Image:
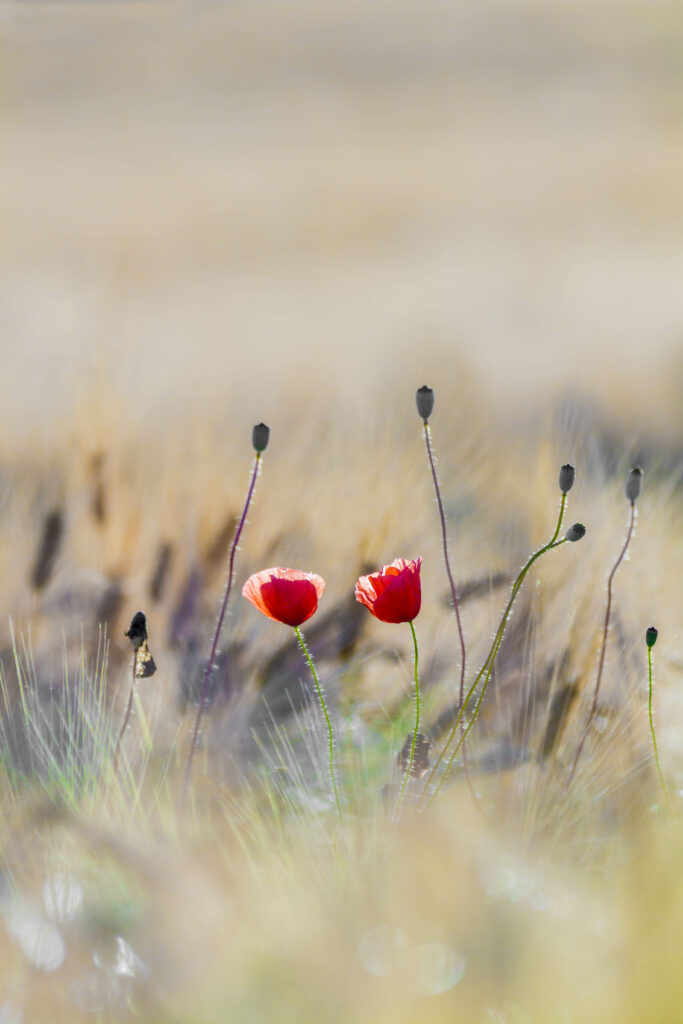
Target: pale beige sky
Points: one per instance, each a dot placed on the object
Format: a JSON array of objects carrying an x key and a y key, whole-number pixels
[{"x": 209, "y": 193}]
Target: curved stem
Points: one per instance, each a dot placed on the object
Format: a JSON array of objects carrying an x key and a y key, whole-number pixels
[
  {"x": 444, "y": 542},
  {"x": 219, "y": 624},
  {"x": 304, "y": 648},
  {"x": 654, "y": 741},
  {"x": 126, "y": 718},
  {"x": 487, "y": 666},
  {"x": 605, "y": 631},
  {"x": 409, "y": 770}
]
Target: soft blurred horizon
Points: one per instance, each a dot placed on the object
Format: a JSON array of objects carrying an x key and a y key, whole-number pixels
[{"x": 208, "y": 204}]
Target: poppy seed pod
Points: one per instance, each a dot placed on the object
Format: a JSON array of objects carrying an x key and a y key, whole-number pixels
[
  {"x": 633, "y": 483},
  {"x": 575, "y": 532},
  {"x": 424, "y": 398},
  {"x": 260, "y": 436},
  {"x": 567, "y": 476},
  {"x": 137, "y": 631}
]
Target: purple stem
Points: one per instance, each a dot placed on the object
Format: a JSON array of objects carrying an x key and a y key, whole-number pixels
[
  {"x": 219, "y": 624},
  {"x": 126, "y": 718},
  {"x": 454, "y": 596},
  {"x": 594, "y": 705}
]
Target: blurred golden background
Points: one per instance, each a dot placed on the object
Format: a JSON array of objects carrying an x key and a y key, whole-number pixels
[
  {"x": 219, "y": 213},
  {"x": 205, "y": 202}
]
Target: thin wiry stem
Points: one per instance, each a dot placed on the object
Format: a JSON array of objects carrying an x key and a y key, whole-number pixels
[
  {"x": 126, "y": 718},
  {"x": 409, "y": 770},
  {"x": 654, "y": 741},
  {"x": 454, "y": 594},
  {"x": 219, "y": 624},
  {"x": 321, "y": 697},
  {"x": 487, "y": 666},
  {"x": 605, "y": 631}
]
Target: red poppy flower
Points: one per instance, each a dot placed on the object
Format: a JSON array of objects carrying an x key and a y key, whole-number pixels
[
  {"x": 289, "y": 596},
  {"x": 394, "y": 595}
]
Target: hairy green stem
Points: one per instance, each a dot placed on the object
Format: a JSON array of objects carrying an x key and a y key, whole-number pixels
[
  {"x": 487, "y": 666},
  {"x": 605, "y": 632},
  {"x": 409, "y": 770},
  {"x": 306, "y": 652}
]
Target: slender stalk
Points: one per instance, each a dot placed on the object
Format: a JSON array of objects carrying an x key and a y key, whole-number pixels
[
  {"x": 654, "y": 741},
  {"x": 321, "y": 697},
  {"x": 409, "y": 770},
  {"x": 444, "y": 542},
  {"x": 126, "y": 718},
  {"x": 605, "y": 631},
  {"x": 454, "y": 594},
  {"x": 219, "y": 624},
  {"x": 487, "y": 666}
]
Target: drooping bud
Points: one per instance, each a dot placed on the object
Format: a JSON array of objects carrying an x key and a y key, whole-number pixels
[
  {"x": 137, "y": 631},
  {"x": 567, "y": 476},
  {"x": 424, "y": 398},
  {"x": 260, "y": 436},
  {"x": 633, "y": 483},
  {"x": 575, "y": 532}
]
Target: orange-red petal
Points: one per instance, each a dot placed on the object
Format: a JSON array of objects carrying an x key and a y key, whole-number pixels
[
  {"x": 288, "y": 596},
  {"x": 394, "y": 594}
]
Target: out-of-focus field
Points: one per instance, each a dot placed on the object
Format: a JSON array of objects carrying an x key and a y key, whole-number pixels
[
  {"x": 202, "y": 199},
  {"x": 215, "y": 214}
]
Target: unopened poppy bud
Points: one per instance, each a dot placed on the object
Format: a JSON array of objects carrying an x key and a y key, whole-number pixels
[
  {"x": 633, "y": 483},
  {"x": 567, "y": 476},
  {"x": 575, "y": 532},
  {"x": 260, "y": 436},
  {"x": 424, "y": 398},
  {"x": 137, "y": 631}
]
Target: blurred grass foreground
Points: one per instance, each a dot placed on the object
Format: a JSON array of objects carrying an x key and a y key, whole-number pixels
[{"x": 217, "y": 214}]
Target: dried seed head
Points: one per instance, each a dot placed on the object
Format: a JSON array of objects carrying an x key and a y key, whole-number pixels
[
  {"x": 424, "y": 398},
  {"x": 137, "y": 631},
  {"x": 575, "y": 532},
  {"x": 567, "y": 476},
  {"x": 634, "y": 482},
  {"x": 260, "y": 436}
]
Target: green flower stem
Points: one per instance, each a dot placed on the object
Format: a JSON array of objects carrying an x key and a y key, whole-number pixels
[
  {"x": 654, "y": 741},
  {"x": 487, "y": 666},
  {"x": 306, "y": 652},
  {"x": 409, "y": 770}
]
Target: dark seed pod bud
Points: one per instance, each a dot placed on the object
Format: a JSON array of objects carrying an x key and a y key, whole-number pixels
[
  {"x": 137, "y": 631},
  {"x": 575, "y": 532},
  {"x": 424, "y": 398},
  {"x": 633, "y": 483},
  {"x": 260, "y": 436},
  {"x": 567, "y": 476}
]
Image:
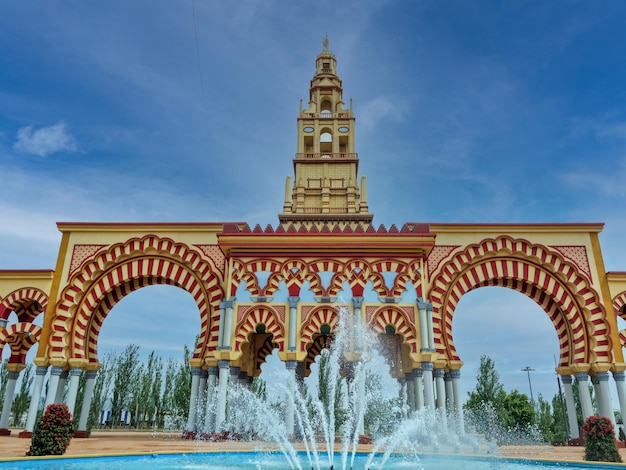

= = = = = = =

- [BRIEF] Report every line in the data above in which the word "poppy" appears.

- [ANSWER FOR THE TASK]
Target: poppy seed pod
Target: red poppy flower
Target: unopened poppy bud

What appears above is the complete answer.